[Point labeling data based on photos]
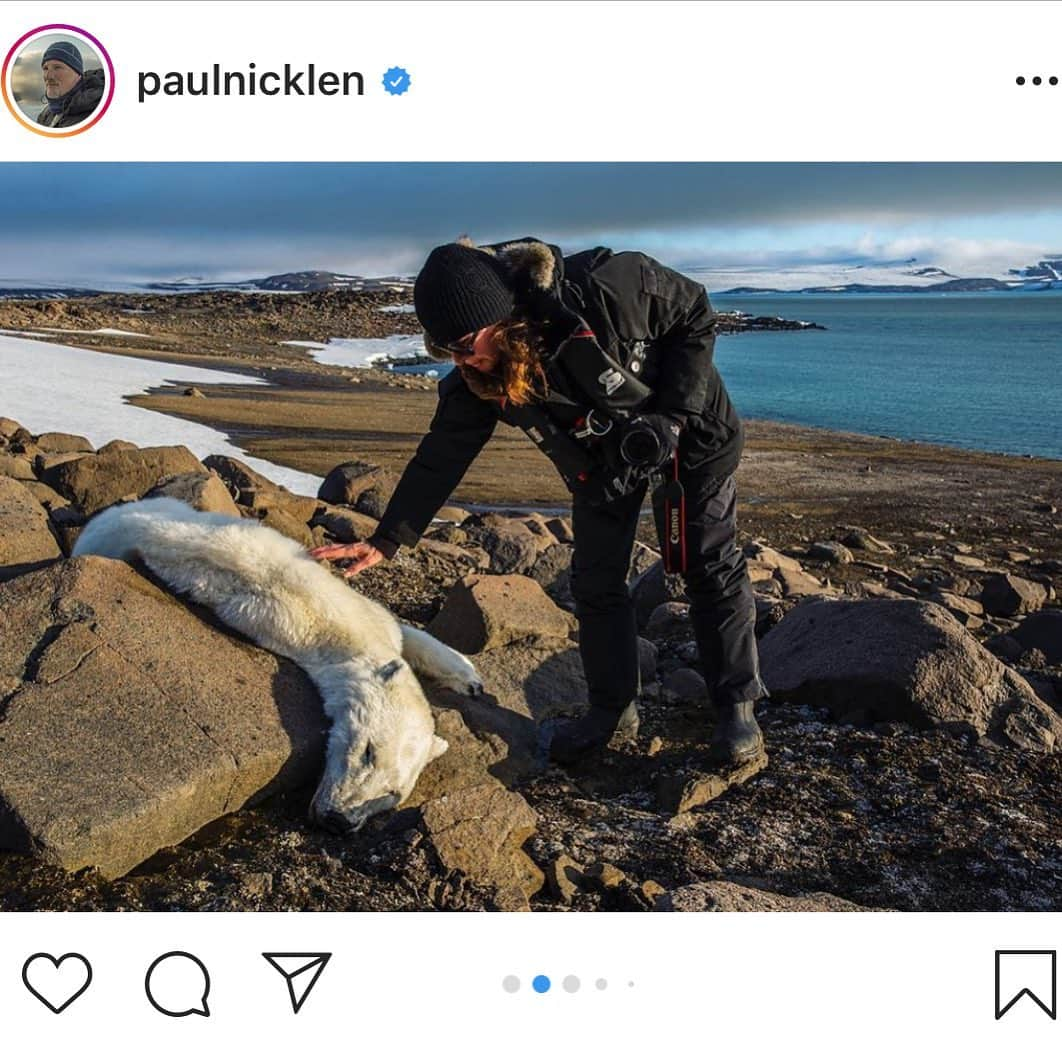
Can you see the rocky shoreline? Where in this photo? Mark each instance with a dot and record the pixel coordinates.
(915, 770)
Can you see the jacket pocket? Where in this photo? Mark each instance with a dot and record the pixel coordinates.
(704, 437)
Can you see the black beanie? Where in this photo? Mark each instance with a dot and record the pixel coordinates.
(65, 52)
(460, 290)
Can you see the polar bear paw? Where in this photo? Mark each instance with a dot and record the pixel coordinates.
(461, 677)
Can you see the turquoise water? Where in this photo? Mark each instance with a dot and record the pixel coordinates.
(978, 371)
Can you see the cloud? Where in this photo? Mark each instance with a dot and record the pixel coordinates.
(252, 219)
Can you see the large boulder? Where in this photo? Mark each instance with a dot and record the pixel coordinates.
(26, 538)
(484, 612)
(60, 442)
(16, 466)
(98, 480)
(511, 545)
(1006, 595)
(910, 661)
(202, 491)
(654, 587)
(731, 896)
(479, 832)
(1042, 631)
(344, 525)
(130, 722)
(360, 484)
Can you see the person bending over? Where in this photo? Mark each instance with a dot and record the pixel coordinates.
(605, 360)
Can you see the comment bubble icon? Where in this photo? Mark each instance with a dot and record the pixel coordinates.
(177, 985)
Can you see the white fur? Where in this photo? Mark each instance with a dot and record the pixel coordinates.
(361, 660)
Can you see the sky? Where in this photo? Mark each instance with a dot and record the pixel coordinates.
(85, 223)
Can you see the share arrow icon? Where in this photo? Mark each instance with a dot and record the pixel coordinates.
(301, 971)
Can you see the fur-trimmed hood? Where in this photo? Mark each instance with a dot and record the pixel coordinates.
(532, 264)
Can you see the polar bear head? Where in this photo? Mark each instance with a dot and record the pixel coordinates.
(382, 737)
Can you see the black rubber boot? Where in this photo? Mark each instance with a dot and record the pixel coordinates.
(575, 738)
(737, 736)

What is expected. Rewrite these lines with "photo" swapped for "image" everywhere it occurs and nothing else altered. Omit the pictures.

Written answer.
Can you see the rocky shoreline? Where in this image? Mark each instance with a dot and record the pixel coordinates.
(915, 770)
Can you see the jacket pocket? Where in this image? Mark each instance with a dot and record the pixel coordinates.
(704, 437)
Can you see the black beanie? Where in this image? Mark each instance with a dot and record the pixel coordinates.
(65, 52)
(460, 290)
Can you see the polar bear paw? Where in this image? Mark each instance with a dot and record the pixel coordinates.
(461, 677)
Can you see the turquoise water? Where in this image? Mark each instance with a dot and record the pixel coordinates.
(978, 371)
Can you see the cloud? Where in this image? Mark each instance with a dot and record the pixel coordinates.
(252, 219)
Can you see the large boulder? Where in this image? Mark each instance with a dot and record the pixel coordinates.
(26, 538)
(484, 612)
(60, 442)
(16, 466)
(98, 480)
(511, 545)
(1006, 595)
(910, 661)
(202, 491)
(654, 587)
(731, 896)
(479, 832)
(1042, 631)
(344, 525)
(130, 722)
(360, 484)
Can you see the person bending over? Where in this image? Mark each instance with a dot and record the pixel coordinates.
(605, 360)
Can you see the comment bubble icon? Where in this image? Mark each instance with a dot and record the pixel coordinates.
(177, 985)
Can you see the white fur? Where in this image? Mark each instance with a dot and record the pixel coordinates.
(361, 660)
Can you see the sky? Where in this image? Mark each instance with a dot and record the pixel coordinates.
(85, 223)
Can you see the share arrow icon? Where in this image? Mark each instance with a dot and record the pixel coordinates.
(301, 971)
Can you see the fur-trimmed hood? Where in this image? Mark each instance with a dot and record the pixel coordinates.
(532, 264)
Can you see the polar bear head? Where in this image? Mark each instance with a dot and record the pixel coordinates.
(382, 737)
Can you see the black rubber boot? Where in this image? Mark each instance with a dot and record the pixel coordinates.
(575, 738)
(737, 736)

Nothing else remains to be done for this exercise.